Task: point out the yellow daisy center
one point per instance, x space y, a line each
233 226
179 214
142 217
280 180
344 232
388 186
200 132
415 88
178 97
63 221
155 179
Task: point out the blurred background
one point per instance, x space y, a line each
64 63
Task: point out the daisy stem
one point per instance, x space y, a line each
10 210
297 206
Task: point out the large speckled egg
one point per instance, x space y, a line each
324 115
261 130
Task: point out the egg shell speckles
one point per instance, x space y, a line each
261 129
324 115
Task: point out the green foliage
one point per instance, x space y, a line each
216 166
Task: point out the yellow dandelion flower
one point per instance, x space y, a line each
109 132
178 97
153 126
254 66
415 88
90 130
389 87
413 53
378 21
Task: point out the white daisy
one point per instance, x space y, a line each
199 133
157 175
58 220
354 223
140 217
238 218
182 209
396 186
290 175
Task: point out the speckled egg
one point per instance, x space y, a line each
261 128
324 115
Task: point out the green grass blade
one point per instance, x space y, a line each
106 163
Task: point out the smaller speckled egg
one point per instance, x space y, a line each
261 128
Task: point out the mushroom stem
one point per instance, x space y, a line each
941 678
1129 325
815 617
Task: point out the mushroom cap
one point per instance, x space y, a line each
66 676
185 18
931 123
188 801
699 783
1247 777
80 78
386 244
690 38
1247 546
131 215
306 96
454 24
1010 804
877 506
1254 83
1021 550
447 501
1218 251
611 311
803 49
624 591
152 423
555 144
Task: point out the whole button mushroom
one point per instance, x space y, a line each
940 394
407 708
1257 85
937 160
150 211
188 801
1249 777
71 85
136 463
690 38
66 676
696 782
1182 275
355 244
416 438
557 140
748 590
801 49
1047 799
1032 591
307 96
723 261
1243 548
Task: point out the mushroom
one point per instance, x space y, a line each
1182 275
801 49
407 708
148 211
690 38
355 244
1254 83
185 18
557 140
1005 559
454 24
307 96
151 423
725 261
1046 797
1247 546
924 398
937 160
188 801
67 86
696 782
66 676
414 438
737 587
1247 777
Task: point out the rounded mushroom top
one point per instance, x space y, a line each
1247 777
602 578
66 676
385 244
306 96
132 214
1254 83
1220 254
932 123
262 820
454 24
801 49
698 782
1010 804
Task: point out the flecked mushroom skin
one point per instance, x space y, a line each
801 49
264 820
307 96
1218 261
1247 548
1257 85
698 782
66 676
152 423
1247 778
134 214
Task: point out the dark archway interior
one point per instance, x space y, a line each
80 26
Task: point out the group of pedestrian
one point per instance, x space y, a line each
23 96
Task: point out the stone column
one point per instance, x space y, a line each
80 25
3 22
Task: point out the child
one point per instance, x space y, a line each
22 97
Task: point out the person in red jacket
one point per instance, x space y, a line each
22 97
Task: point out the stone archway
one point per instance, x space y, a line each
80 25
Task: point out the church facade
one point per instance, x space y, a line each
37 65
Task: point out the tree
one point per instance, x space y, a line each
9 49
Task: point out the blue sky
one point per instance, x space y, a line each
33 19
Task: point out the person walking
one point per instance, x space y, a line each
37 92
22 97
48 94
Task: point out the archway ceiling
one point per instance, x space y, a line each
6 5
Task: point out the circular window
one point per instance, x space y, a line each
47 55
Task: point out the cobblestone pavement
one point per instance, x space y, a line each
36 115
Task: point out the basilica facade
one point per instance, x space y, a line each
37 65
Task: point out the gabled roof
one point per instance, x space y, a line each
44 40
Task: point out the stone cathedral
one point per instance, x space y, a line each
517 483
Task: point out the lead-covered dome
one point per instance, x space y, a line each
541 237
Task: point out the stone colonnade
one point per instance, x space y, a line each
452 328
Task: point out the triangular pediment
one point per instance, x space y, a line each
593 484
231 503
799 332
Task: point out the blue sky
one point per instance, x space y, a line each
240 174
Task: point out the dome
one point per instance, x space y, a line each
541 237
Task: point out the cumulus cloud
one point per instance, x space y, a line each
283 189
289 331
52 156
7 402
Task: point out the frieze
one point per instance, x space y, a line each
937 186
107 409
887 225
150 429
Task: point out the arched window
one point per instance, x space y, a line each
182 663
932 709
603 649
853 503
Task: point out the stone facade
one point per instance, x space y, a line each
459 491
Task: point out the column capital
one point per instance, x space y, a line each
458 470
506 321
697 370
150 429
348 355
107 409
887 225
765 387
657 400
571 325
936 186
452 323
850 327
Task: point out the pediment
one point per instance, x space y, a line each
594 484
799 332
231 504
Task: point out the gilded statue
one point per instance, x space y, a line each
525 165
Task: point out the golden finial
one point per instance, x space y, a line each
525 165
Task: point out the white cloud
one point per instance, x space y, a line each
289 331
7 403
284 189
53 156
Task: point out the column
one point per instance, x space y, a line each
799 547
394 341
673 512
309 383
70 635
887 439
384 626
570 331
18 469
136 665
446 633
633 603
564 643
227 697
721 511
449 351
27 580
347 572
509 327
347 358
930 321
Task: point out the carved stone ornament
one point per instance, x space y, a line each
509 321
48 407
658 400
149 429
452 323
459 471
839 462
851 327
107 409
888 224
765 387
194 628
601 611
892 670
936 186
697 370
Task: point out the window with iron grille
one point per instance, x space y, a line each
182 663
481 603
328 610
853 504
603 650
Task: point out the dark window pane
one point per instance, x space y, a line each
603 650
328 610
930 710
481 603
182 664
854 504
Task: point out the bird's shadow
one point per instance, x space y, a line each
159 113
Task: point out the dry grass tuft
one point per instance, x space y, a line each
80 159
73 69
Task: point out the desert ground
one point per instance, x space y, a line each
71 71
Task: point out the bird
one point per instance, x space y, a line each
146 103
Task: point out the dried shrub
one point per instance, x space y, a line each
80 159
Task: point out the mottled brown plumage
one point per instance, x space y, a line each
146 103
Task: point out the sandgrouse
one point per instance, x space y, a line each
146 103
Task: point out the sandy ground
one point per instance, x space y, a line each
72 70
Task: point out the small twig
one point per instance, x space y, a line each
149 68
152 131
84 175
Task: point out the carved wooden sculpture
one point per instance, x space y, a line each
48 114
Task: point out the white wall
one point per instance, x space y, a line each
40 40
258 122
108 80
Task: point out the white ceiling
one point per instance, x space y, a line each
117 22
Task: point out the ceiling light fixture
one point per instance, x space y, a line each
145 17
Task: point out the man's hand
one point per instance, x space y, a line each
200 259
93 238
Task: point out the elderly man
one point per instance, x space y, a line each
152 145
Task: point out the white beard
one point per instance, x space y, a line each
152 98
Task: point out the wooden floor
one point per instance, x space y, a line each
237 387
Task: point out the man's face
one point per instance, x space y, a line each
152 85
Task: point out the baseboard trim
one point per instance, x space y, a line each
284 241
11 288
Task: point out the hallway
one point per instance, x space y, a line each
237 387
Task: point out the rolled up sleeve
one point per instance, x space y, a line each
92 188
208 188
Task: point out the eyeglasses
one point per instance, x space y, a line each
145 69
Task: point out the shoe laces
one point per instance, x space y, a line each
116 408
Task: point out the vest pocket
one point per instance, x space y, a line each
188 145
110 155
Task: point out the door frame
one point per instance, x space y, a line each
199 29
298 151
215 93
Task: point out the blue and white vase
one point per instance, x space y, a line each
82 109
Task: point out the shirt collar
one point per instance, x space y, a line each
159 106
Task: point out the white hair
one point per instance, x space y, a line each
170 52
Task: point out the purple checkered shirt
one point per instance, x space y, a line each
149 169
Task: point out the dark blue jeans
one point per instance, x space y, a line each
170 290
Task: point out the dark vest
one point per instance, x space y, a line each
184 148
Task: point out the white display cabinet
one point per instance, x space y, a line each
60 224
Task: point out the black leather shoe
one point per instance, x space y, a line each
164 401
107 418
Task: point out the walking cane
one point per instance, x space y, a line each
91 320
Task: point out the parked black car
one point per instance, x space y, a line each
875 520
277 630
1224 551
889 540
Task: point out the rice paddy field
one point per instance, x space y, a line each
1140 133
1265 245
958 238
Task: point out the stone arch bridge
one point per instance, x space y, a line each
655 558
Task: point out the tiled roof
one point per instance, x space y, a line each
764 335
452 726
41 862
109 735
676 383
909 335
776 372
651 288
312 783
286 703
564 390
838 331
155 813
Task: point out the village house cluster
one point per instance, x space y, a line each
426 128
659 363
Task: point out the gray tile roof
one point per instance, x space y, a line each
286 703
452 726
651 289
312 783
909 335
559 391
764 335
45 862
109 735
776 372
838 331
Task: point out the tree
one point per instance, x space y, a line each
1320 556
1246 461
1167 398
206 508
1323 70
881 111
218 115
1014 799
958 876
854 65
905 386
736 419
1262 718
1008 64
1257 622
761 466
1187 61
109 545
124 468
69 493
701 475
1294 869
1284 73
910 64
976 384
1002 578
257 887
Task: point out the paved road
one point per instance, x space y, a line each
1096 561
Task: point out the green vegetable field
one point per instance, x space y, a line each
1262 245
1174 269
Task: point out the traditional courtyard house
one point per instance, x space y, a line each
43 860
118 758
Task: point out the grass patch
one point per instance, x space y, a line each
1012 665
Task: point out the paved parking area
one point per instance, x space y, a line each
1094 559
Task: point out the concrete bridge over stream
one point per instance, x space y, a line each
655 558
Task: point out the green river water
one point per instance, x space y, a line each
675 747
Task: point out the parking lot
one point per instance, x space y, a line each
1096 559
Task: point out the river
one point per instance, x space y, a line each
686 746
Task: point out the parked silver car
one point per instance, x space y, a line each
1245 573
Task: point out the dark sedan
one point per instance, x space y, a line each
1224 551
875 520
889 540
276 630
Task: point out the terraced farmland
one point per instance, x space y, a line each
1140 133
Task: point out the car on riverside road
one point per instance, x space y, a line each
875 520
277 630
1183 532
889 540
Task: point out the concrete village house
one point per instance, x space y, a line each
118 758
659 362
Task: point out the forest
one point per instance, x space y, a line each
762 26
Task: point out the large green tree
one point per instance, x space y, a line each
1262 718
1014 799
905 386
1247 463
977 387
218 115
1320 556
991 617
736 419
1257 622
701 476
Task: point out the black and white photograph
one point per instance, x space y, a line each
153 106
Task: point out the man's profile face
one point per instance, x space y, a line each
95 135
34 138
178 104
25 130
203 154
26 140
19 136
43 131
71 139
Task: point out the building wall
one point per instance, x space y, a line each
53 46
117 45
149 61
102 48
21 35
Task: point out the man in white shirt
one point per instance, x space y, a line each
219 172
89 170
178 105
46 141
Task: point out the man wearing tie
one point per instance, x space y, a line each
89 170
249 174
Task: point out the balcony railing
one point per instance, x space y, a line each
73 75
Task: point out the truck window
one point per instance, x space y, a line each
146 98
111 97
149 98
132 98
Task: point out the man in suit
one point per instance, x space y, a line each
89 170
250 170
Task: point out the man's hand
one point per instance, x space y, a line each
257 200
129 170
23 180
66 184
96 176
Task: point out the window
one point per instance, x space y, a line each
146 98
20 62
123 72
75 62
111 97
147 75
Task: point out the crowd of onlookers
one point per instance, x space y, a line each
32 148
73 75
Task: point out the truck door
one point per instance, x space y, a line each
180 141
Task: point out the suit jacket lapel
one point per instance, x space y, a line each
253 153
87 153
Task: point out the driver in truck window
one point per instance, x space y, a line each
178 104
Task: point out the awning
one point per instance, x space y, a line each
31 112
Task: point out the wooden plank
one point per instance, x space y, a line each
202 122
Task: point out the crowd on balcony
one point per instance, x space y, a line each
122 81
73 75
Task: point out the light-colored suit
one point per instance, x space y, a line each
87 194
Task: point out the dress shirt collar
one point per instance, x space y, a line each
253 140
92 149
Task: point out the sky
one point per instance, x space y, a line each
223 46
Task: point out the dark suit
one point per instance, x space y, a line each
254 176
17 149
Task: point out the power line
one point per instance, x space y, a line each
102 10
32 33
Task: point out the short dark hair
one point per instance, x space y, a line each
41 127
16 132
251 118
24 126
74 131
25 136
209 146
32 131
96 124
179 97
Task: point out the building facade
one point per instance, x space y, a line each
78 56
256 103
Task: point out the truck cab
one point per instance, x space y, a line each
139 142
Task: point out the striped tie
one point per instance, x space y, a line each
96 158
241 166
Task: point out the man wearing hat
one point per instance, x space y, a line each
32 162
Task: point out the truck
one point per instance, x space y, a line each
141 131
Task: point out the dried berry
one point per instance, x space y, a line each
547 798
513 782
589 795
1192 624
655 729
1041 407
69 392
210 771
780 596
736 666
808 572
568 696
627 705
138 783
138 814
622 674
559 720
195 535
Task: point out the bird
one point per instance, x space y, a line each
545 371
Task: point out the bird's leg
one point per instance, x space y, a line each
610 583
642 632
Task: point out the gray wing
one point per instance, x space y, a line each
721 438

========

[WORK INSTRUCTIONS]: Repeat only the stretch of lines that begins at the line containing "Task: point out the light-colored suit" and ends at the last line above, both included.

[RESULT OF THE TASK]:
Task: point out the light-colored suit
one point per instance, x space y, a line each
87 194
Task: point out the dress shirt collar
one point per instance, x space y, a line each
253 140
92 149
Task: point out the sky
one point per instance, x space y, a line each
223 46
Task: point out the dark suit
one point per instance, x space y, a line each
254 176
17 149
Task: point out the power line
one point per instance, x space y, a line each
102 10
32 33
Task: point out the short dark hair
one point per instance, x space y, a line each
41 127
16 132
251 118
24 126
74 131
25 136
209 146
32 131
96 124
179 97
Task: point out the building facade
one point per instance, x space y, a line each
78 56
256 103
Task: point out the truck cab
one point per instance, x space y, a line each
139 142
Task: point out the striped tie
one point per instance, x space y, a line each
96 158
241 166
Task: point out the man wearing hat
one point per instance, x space y, a line each
32 162
Task: point out the truck
one point per instance, x space y, a line each
141 131
Task: point out the dried berry
one point per instance, x space y, a line each
547 798
513 782
589 795
1192 624
655 729
1041 407
69 392
210 771
780 596
736 666
808 572
568 696
627 705
138 783
138 814
622 674
559 720
195 535
Task: point out the bird
one point per instance, x space y, a line each
545 371
Task: point out the bird's leg
one point per instance, x space y, a line each
610 583
642 632
Task: point out the gray wing
one point per instance, x space y, a line each
721 438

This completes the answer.